Task. Locate every line in the rows below that contains the word "green", and copy each of those lines. Case counts.

***** Extracted data

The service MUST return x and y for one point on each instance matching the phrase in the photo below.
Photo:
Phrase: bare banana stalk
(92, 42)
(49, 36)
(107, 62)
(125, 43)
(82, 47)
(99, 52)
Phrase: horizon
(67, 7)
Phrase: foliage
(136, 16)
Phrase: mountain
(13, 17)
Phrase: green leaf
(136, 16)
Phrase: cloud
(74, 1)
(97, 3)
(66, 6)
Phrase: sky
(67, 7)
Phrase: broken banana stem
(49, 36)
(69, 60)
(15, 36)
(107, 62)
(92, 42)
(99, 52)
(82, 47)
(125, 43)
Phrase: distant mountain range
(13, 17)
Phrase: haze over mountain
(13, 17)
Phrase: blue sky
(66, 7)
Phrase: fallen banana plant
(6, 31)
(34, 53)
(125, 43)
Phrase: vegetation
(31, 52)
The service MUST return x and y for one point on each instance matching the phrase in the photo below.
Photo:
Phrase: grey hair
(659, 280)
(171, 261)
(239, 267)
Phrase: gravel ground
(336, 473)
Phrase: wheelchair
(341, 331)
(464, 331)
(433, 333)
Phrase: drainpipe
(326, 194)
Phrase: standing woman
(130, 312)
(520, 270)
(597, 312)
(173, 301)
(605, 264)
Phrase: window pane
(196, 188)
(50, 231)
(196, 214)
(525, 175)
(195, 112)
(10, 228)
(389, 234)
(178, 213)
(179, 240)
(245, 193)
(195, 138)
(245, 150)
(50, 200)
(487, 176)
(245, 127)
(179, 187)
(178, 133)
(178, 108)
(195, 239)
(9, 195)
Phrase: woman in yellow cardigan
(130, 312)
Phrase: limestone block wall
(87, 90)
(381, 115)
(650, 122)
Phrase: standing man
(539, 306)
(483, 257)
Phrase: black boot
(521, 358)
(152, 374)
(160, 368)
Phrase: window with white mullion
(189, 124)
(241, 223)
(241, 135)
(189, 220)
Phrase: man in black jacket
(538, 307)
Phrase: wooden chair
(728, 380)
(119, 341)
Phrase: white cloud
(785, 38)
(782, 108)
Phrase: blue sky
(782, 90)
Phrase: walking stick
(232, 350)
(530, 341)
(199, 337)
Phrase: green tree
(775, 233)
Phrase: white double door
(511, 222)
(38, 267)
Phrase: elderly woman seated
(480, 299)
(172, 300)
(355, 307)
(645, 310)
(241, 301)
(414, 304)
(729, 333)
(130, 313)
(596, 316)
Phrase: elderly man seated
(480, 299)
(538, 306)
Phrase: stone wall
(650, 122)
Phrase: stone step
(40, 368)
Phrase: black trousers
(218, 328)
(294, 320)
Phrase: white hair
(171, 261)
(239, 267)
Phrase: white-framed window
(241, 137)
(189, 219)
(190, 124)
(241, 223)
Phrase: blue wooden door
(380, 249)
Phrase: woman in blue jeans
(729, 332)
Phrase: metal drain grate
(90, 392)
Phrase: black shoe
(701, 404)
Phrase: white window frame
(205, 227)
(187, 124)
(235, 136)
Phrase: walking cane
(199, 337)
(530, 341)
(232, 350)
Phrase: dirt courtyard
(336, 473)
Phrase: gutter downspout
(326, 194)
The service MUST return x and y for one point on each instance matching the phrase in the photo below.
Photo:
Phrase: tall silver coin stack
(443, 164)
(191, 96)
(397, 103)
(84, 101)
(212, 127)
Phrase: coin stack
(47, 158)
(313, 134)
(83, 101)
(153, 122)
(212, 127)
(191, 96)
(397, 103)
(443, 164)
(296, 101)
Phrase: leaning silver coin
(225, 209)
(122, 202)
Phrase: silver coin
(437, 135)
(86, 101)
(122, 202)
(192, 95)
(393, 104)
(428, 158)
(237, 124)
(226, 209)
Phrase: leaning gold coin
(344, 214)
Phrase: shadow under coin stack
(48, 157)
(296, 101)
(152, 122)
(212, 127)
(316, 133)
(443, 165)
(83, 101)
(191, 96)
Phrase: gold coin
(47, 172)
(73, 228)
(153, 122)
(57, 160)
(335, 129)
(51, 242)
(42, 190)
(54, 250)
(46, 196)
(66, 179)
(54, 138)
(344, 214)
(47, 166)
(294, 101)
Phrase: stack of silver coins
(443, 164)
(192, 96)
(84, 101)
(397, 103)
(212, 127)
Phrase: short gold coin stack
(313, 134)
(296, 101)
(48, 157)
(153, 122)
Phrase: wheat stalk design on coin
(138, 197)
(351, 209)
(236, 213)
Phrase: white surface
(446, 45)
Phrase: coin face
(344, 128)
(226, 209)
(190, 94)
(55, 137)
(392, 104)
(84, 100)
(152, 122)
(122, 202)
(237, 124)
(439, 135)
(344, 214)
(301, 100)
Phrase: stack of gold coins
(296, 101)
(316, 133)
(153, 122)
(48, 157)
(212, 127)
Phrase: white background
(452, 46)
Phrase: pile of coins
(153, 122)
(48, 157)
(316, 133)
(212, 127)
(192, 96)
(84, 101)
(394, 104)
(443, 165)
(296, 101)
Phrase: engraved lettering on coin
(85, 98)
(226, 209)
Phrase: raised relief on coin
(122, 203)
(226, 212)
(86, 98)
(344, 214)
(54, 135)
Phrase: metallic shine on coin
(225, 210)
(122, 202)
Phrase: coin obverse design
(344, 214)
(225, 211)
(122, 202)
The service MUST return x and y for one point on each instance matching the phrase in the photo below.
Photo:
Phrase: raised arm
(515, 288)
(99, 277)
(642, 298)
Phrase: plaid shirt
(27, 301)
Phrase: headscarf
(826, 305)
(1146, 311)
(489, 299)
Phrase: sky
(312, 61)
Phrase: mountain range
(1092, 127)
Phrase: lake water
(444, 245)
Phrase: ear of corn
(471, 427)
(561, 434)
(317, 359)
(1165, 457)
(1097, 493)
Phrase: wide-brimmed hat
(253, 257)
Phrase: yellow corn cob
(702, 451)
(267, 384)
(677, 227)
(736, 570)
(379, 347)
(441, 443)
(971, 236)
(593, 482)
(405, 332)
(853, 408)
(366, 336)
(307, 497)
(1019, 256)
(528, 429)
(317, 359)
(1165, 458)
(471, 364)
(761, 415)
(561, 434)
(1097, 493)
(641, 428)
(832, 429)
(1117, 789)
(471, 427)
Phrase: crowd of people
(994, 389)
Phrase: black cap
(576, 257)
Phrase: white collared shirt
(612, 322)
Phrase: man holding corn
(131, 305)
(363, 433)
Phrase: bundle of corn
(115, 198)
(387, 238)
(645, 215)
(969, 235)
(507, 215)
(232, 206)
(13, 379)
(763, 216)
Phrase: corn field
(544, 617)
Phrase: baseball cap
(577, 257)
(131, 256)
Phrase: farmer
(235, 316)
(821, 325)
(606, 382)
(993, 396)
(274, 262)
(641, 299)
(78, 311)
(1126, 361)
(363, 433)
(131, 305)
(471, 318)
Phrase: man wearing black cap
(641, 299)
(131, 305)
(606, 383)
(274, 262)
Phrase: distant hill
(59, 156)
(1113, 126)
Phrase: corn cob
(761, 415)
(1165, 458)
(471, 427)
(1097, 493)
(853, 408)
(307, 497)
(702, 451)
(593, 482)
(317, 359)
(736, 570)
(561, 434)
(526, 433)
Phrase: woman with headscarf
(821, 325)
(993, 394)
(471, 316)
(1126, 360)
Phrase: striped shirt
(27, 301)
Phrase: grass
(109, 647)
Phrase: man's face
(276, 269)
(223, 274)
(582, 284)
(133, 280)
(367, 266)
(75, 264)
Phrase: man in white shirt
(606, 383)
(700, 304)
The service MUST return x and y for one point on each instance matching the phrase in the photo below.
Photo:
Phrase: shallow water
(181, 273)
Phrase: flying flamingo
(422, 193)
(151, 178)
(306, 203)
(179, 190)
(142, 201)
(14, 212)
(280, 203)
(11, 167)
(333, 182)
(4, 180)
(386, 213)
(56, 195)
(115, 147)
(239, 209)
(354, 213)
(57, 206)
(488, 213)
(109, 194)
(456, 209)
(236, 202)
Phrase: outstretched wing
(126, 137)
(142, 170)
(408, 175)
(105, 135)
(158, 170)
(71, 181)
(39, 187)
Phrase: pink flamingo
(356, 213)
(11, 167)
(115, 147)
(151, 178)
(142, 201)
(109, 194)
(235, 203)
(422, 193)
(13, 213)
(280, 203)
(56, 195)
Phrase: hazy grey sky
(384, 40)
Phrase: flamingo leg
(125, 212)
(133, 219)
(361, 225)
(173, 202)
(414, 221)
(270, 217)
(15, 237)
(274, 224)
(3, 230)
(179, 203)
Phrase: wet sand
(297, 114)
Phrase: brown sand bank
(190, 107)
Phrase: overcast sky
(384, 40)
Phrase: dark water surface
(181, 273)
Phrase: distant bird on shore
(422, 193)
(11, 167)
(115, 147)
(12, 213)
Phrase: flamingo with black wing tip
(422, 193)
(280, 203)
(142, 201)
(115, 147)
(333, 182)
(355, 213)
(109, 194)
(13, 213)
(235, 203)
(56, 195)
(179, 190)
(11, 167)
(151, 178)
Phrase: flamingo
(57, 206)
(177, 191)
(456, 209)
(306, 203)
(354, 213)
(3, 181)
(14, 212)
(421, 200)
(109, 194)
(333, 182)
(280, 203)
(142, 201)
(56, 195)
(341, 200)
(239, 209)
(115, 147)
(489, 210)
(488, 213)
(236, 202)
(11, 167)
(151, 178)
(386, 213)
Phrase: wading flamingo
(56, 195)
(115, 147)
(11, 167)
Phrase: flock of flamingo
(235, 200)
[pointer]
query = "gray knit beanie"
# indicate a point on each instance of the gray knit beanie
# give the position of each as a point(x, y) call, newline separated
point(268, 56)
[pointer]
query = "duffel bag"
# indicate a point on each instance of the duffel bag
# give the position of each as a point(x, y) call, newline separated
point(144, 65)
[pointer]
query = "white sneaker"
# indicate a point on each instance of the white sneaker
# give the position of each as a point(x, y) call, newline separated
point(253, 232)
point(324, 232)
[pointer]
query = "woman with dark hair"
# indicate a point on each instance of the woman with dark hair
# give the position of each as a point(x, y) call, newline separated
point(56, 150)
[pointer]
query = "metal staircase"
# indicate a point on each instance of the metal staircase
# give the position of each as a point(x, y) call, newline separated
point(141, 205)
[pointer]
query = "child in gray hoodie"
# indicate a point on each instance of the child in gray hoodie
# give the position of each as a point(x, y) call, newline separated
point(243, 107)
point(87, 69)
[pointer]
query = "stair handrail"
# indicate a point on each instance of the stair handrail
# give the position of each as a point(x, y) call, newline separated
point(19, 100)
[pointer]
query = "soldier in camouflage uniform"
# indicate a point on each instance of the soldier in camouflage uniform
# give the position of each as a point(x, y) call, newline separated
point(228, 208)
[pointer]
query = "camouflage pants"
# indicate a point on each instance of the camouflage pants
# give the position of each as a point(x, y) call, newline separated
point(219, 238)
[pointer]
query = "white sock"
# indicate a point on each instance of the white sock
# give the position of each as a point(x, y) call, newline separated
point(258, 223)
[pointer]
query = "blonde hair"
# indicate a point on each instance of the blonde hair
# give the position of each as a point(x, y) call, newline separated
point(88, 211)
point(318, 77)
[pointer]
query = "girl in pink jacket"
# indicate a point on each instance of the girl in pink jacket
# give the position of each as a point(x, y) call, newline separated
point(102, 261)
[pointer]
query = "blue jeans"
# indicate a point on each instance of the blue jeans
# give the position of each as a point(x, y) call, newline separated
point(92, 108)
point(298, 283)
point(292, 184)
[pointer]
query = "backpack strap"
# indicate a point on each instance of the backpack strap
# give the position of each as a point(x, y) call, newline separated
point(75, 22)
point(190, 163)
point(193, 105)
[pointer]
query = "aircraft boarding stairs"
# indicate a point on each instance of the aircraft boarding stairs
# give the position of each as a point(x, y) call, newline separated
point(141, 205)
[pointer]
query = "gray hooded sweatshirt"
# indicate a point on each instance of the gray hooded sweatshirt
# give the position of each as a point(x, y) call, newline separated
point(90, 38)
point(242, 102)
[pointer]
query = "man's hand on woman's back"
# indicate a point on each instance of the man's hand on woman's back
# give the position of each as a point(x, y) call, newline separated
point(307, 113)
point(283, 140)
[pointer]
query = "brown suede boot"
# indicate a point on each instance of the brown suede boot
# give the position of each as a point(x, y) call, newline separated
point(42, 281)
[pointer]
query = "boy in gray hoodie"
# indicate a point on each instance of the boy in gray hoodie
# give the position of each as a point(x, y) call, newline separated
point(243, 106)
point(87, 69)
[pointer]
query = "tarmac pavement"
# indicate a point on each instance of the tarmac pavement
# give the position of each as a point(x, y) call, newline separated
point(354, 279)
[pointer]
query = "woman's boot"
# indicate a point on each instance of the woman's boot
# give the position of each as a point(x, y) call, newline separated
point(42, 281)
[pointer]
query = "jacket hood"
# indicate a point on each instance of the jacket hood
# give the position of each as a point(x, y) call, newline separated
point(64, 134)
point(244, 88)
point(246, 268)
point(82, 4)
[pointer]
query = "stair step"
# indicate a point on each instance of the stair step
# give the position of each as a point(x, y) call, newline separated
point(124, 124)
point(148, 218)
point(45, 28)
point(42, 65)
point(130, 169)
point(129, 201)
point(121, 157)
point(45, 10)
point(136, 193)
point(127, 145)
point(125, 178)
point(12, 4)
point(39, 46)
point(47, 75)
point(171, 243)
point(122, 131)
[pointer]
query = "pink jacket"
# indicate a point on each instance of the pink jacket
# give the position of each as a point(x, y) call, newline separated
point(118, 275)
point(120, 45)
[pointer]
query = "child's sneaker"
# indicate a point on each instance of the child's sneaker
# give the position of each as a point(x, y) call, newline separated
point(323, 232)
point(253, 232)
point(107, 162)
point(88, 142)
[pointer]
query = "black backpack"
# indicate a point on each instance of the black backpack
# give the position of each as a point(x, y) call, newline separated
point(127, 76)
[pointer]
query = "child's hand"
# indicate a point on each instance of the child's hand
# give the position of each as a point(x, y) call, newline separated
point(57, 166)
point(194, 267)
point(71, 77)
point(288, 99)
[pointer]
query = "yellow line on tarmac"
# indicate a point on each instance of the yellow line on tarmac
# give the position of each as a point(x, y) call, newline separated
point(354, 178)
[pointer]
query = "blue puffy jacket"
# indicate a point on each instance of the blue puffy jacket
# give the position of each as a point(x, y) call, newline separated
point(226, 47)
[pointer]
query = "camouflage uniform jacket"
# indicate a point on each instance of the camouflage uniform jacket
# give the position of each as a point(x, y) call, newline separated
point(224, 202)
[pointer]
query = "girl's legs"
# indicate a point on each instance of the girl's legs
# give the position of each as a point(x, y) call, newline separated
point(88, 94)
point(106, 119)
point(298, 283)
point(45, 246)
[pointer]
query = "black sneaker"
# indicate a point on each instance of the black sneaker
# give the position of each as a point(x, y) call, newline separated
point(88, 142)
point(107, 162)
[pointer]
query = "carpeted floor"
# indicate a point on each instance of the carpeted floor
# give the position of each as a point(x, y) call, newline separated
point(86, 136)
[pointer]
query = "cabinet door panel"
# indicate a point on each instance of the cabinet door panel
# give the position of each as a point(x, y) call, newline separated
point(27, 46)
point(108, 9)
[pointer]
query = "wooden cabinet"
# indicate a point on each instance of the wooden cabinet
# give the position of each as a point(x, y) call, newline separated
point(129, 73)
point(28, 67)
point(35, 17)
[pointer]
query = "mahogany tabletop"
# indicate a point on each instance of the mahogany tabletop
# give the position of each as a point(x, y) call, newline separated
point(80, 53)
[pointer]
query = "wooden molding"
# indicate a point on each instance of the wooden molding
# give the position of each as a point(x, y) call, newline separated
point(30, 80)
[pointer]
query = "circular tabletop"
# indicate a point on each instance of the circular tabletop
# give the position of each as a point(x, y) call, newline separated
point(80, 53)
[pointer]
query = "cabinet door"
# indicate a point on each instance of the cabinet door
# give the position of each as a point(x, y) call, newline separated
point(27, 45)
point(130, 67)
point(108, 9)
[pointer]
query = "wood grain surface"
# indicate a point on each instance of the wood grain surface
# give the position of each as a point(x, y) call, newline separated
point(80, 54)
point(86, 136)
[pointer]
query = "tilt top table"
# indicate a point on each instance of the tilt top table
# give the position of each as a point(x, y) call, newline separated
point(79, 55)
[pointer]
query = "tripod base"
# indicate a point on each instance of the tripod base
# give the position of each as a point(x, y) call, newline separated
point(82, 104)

**********

Solution to this task.
Phrase: green leaf
Phrase: green tree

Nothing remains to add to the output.